**DATA SECTION**
++++

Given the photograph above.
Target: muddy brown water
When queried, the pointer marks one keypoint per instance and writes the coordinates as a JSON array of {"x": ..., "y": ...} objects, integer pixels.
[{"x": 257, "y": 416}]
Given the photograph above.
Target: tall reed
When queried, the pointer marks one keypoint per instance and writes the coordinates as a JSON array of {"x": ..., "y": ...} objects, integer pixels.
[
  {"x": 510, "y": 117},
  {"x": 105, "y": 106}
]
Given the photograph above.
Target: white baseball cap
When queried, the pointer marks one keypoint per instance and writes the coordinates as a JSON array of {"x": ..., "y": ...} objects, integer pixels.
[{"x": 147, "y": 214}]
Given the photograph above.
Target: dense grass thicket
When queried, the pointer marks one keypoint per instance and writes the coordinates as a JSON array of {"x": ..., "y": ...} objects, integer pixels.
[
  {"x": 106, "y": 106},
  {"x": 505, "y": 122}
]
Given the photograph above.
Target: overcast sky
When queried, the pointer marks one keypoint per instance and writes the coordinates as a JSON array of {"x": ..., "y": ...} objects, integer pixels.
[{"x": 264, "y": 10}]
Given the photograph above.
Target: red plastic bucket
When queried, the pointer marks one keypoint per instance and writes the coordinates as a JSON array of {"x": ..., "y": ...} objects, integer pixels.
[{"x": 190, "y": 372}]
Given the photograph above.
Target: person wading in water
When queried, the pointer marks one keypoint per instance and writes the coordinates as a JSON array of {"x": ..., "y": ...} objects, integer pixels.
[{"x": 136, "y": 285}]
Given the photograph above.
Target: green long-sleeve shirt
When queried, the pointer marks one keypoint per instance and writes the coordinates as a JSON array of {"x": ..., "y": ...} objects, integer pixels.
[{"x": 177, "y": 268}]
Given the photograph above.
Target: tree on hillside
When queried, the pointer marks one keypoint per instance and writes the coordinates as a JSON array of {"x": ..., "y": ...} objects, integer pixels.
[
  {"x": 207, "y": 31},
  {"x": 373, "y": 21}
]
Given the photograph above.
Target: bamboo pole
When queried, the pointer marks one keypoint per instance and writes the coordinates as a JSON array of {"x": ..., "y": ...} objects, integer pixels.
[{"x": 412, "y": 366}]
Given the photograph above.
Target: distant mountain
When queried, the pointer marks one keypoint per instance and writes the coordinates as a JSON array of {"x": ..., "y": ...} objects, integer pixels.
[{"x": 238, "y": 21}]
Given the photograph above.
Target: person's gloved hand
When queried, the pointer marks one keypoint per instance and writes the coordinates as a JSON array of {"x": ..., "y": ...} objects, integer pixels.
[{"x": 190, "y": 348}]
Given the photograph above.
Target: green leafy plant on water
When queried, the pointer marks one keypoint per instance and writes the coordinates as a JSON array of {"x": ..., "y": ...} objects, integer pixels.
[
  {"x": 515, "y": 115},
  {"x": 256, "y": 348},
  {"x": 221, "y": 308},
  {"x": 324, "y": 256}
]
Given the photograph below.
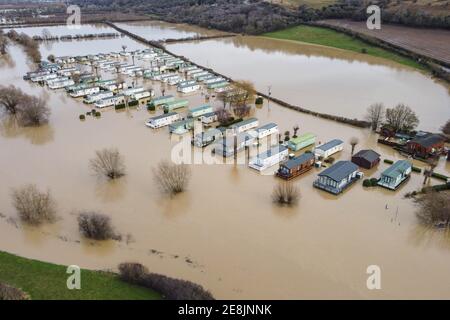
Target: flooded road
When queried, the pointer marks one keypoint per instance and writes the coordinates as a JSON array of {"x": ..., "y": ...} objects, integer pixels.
[
  {"x": 323, "y": 79},
  {"x": 224, "y": 232}
]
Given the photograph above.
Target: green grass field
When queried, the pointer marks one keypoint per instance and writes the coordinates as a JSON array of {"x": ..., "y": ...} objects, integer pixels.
[
  {"x": 46, "y": 281},
  {"x": 331, "y": 38}
]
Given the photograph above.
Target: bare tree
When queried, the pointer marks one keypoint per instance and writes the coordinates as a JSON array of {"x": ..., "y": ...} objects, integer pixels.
[
  {"x": 97, "y": 226},
  {"x": 401, "y": 118},
  {"x": 10, "y": 98},
  {"x": 446, "y": 128},
  {"x": 109, "y": 163},
  {"x": 353, "y": 142},
  {"x": 172, "y": 178},
  {"x": 33, "y": 111},
  {"x": 34, "y": 207},
  {"x": 285, "y": 193},
  {"x": 375, "y": 115},
  {"x": 434, "y": 209}
]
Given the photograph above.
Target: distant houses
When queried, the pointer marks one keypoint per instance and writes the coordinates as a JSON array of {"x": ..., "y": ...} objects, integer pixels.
[
  {"x": 338, "y": 177},
  {"x": 395, "y": 175},
  {"x": 366, "y": 159},
  {"x": 296, "y": 166},
  {"x": 425, "y": 145},
  {"x": 269, "y": 158},
  {"x": 328, "y": 149},
  {"x": 301, "y": 142}
]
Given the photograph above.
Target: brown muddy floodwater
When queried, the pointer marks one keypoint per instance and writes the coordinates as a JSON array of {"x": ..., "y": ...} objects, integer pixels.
[
  {"x": 224, "y": 232},
  {"x": 323, "y": 79}
]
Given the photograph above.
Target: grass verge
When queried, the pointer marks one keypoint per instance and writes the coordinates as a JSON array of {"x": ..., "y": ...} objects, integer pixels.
[
  {"x": 335, "y": 39},
  {"x": 46, "y": 281}
]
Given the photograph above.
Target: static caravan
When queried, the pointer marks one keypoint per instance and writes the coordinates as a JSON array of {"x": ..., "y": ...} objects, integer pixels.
[
  {"x": 302, "y": 141},
  {"x": 296, "y": 166},
  {"x": 161, "y": 100},
  {"x": 203, "y": 139},
  {"x": 338, "y": 177},
  {"x": 209, "y": 118},
  {"x": 111, "y": 101},
  {"x": 44, "y": 77},
  {"x": 188, "y": 88},
  {"x": 176, "y": 104},
  {"x": 327, "y": 149},
  {"x": 395, "y": 175},
  {"x": 199, "y": 111},
  {"x": 218, "y": 84},
  {"x": 182, "y": 126},
  {"x": 269, "y": 158},
  {"x": 84, "y": 92},
  {"x": 267, "y": 130},
  {"x": 244, "y": 125},
  {"x": 162, "y": 120},
  {"x": 98, "y": 96},
  {"x": 60, "y": 84},
  {"x": 228, "y": 146}
]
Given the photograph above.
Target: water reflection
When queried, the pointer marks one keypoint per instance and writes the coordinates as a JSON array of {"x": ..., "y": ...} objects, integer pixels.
[{"x": 10, "y": 128}]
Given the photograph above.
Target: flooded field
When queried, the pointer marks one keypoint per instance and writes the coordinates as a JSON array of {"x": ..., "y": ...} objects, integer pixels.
[
  {"x": 224, "y": 232},
  {"x": 323, "y": 79},
  {"x": 158, "y": 30}
]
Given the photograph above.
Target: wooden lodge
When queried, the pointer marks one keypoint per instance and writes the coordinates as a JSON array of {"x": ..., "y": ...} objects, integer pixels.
[{"x": 296, "y": 166}]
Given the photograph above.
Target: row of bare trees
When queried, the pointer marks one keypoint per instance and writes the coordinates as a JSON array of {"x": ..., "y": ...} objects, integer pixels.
[
  {"x": 399, "y": 118},
  {"x": 29, "y": 110},
  {"x": 30, "y": 46}
]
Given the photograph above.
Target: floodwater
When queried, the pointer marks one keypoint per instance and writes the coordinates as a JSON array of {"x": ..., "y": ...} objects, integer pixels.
[
  {"x": 323, "y": 79},
  {"x": 158, "y": 30},
  {"x": 224, "y": 232}
]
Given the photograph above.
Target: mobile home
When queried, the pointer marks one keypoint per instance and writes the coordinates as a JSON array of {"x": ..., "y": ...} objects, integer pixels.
[
  {"x": 162, "y": 120},
  {"x": 269, "y": 158}
]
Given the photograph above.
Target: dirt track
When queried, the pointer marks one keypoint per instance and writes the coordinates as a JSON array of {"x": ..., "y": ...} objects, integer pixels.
[{"x": 432, "y": 43}]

++++

Please repeat the entries exactly. Do not include the pictures.

**EXERCISE RESULT**
Given the photograph above.
Target: muddy brown water
When queried, the pointer marks one keypoint per instance and writes the coordinates as a JSON array of {"x": ..., "y": ...} objects, integer pixels.
[{"x": 257, "y": 416}]
Given the photograph above.
Target: tall reed
When queried, the pointer marks one keypoint per instance and writes the coordinates as a JSON array of {"x": ..., "y": ...} objects, integer pixels.
[
  {"x": 510, "y": 117},
  {"x": 105, "y": 106}
]
Given the photograph above.
Target: white baseball cap
When queried, the pointer marks one keypoint per instance and writes the coordinates as a JSON array of {"x": ..., "y": ...} objects, integer pixels.
[{"x": 147, "y": 214}]
Given the photograph above.
Target: dense grass thicket
When queried, the pointer marks one keypoint per instance and writes the coordinates as a JSON array of {"x": ..., "y": ...} objects, integer pixels.
[
  {"x": 106, "y": 106},
  {"x": 505, "y": 122}
]
Given the photograph above.
Target: overcast sky
When queried, the pointer marks one keypoint per instance and writes the coordinates as a JSON array of {"x": ..., "y": ...} objects, integer pixels.
[{"x": 264, "y": 10}]
Given the photograph above.
Target: red plastic bucket
When queried, the pointer marks one keypoint per instance and writes the coordinates as a JSON array of {"x": ..., "y": ...} objects, integer pixels.
[{"x": 190, "y": 372}]
Given the photograph above.
Target: person wading in water
When queried, the pointer marks one keypoint per instance and writes the coordinates as a JSON array of {"x": ..., "y": ...} objects, integer pixels.
[{"x": 136, "y": 285}]
Given the photograph above.
Target: green long-sleeve shirt
When queried, the pointer marks one keypoint per instance and writes the coordinates as a JSON array of {"x": ..., "y": ...} objects, integer pixels.
[{"x": 177, "y": 268}]
Given the photograph above.
Target: tree on hillside
When queried, the pointer marks one keypoint per instance and writes the coordinates as a JSON array of {"x": ..., "y": ...} objects, integer pixels.
[
  {"x": 207, "y": 31},
  {"x": 373, "y": 21}
]
Given the photograph above.
Target: bamboo pole
When queried, the pointer marks one keypoint per instance and writes the coordinates as a JSON array of {"x": ..., "y": ...} objects, integer pixels.
[{"x": 412, "y": 366}]
Given the photograph above.
Target: distant mountain
When queried, the pointer marks one keypoint per instance and writes the coordinates as a JSON array of {"x": ..., "y": ...} objects, integer pixels.
[{"x": 238, "y": 21}]
Given the photograph above.
Target: person's gloved hand
When queried, the pointer marks one keypoint per instance and writes the coordinates as a JSON array of {"x": ..., "y": ...} objects, integer pixels.
[{"x": 190, "y": 348}]
Given the photograph above.
Target: green leafy plant on water
When queried, the pointer marks one keypoint per instance and writes the coordinates as a JSON array of {"x": ..., "y": ...} objects, integer pixels.
[
  {"x": 515, "y": 115},
  {"x": 256, "y": 348},
  {"x": 221, "y": 308},
  {"x": 324, "y": 256}
]
Given the photograph below.
Target: flooded road
When queried, the pointer marks one keypoint per instance and writes the coordinates as a JSON array of {"x": ..., "y": ...} objects, integer pixels.
[
  {"x": 323, "y": 79},
  {"x": 224, "y": 232}
]
Given the photograph above.
Target: green grass field
When queried, the pointer marks one keypoint per instance and writes the coordinates as a JSON array of {"x": ..., "y": ...} objects, integer pixels.
[
  {"x": 46, "y": 281},
  {"x": 331, "y": 38}
]
Given the photograph above.
Target: bare tree
When queried, the pointer marks one keypoint per instance and writes the coordinates as a JSON array of {"x": ..., "y": ...} objects, integer pixels.
[
  {"x": 97, "y": 226},
  {"x": 401, "y": 118},
  {"x": 10, "y": 98},
  {"x": 446, "y": 128},
  {"x": 109, "y": 163},
  {"x": 353, "y": 142},
  {"x": 172, "y": 178},
  {"x": 33, "y": 111},
  {"x": 34, "y": 207},
  {"x": 285, "y": 193},
  {"x": 375, "y": 115},
  {"x": 434, "y": 209}
]
Given the photograph above.
Target: distant houses
When queried, the pointer marks one keypoint per instance and writes the coordinates as a JSON array of {"x": ..., "y": ...} objects, integer pixels.
[
  {"x": 338, "y": 177},
  {"x": 395, "y": 175},
  {"x": 366, "y": 159},
  {"x": 296, "y": 166},
  {"x": 425, "y": 145},
  {"x": 269, "y": 158},
  {"x": 328, "y": 149},
  {"x": 301, "y": 142}
]
Given the photograph above.
Target: brown muddy floodwater
When queried, the pointer marks one keypoint per instance and writes the coordinates as a JSON array of {"x": ..., "y": ...} objects, integer pixels.
[
  {"x": 224, "y": 232},
  {"x": 323, "y": 79}
]
Given the photograph above.
Target: grass verge
When queried, the pointer marks one keypoint per instance and writes the coordinates as a JSON array of {"x": ..., "y": ...} objects, integer pixels.
[
  {"x": 335, "y": 39},
  {"x": 46, "y": 281}
]
Given the photograph above.
Target: static caravan
When queried, the pointer marks one keypoint per instance and writes the coordinates as a JSON array of {"x": ..., "y": ...} objects, integer pixels.
[
  {"x": 302, "y": 141},
  {"x": 296, "y": 166},
  {"x": 161, "y": 100},
  {"x": 203, "y": 139},
  {"x": 338, "y": 177},
  {"x": 209, "y": 118},
  {"x": 111, "y": 101},
  {"x": 44, "y": 77},
  {"x": 188, "y": 88},
  {"x": 176, "y": 104},
  {"x": 327, "y": 149},
  {"x": 395, "y": 175},
  {"x": 199, "y": 111},
  {"x": 218, "y": 84},
  {"x": 182, "y": 126},
  {"x": 269, "y": 158},
  {"x": 84, "y": 92},
  {"x": 267, "y": 130},
  {"x": 244, "y": 125},
  {"x": 162, "y": 120},
  {"x": 98, "y": 96},
  {"x": 60, "y": 84},
  {"x": 228, "y": 146}
]
Given the photograph above.
Target: water reflection
When queried, the pointer marks one keypoint per instance and writes the coordinates as a JSON array of {"x": ..., "y": ...} objects, integer pixels.
[{"x": 10, "y": 128}]
Given the photograph above.
Target: flooded field
When queried, the pointer marks one keypoint per instance and writes the coordinates as a JSON array of {"x": ..., "y": ...} objects, integer pixels.
[
  {"x": 224, "y": 232},
  {"x": 323, "y": 79},
  {"x": 158, "y": 30}
]
Given the photograph above.
Target: wooden lodge
When queried, the pointer marks one keypoint per instance and writes the coordinates as a JSON array of {"x": ..., "y": ...} objects, integer pixels.
[{"x": 296, "y": 166}]
Given the photograph above.
Target: row of bare trees
When queried, the pointer marks one keypoint per instance and writes the coordinates as a JSON array of {"x": ..., "y": ...} objects, integer pixels.
[
  {"x": 399, "y": 118},
  {"x": 29, "y": 110},
  {"x": 30, "y": 46}
]
Given the photograph above.
Target: floodwater
When queried, the pointer marks one keypoint per instance and writes the coordinates as a JSON array of {"x": ..., "y": ...} objects, integer pixels.
[
  {"x": 323, "y": 79},
  {"x": 158, "y": 30},
  {"x": 224, "y": 232}
]
Given the photograph above.
Target: mobile home
When queried, the pointer marks one keypoint per instance and writes the coordinates as a JSON array of {"x": ..., "y": ...} objects, integer pixels.
[
  {"x": 162, "y": 120},
  {"x": 269, "y": 158}
]
Given the photograph above.
Target: dirt track
When queried, the pointer marks one keypoint per instance and writes the coordinates as a JSON array of {"x": ..., "y": ...} objects, integer pixels.
[{"x": 432, "y": 43}]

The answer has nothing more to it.